◆ EXERCISE
In the records below, begin at the line that has "the black suv." and stop after the line that has "rear side window."; quote those lines verbatim and nothing more.

- - -

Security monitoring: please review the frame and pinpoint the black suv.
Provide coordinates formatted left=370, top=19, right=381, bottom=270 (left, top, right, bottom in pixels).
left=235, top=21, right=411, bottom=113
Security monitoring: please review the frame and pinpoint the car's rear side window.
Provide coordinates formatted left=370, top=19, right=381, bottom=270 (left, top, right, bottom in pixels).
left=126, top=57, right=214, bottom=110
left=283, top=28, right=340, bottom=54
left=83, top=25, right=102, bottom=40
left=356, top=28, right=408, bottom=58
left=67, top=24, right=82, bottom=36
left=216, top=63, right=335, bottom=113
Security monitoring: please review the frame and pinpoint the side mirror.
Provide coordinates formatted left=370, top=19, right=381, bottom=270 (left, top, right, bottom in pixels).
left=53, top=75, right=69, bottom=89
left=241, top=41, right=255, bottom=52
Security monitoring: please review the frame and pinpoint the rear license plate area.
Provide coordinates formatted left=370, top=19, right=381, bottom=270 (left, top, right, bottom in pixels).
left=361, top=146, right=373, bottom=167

- - -

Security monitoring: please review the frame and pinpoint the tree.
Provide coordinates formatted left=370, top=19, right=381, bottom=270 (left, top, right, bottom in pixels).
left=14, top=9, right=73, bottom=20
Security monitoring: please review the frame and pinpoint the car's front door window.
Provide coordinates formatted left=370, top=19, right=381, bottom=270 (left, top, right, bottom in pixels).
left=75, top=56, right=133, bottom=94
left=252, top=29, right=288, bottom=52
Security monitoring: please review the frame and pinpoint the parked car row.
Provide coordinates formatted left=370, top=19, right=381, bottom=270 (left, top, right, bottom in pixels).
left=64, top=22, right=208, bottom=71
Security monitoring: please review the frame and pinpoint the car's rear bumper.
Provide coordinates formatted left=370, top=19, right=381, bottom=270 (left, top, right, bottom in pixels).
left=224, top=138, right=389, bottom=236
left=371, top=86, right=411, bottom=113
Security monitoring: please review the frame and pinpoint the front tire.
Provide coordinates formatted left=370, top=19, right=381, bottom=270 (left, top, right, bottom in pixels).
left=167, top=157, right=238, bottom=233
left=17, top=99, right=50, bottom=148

- - -

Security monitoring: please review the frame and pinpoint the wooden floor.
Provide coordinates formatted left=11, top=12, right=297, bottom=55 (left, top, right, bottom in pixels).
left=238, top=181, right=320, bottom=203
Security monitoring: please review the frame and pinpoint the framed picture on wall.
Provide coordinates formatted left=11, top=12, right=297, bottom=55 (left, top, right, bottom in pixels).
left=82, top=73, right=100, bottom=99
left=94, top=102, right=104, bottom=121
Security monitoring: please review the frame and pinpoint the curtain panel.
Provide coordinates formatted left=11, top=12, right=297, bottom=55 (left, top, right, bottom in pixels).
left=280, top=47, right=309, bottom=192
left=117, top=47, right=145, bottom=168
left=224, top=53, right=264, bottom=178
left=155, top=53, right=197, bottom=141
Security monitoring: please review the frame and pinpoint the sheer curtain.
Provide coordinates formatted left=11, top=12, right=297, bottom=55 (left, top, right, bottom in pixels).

- - -

◆ WRITTEN ANSWER
Security monitoring: please review the frame and pinpoint the black suv.
Provide coordinates formatted left=370, top=19, right=381, bottom=270 (left, top, right, bottom in pixels).
left=235, top=21, right=411, bottom=113
Security monitoring: please review the frame and pinpoint the car's rear side window.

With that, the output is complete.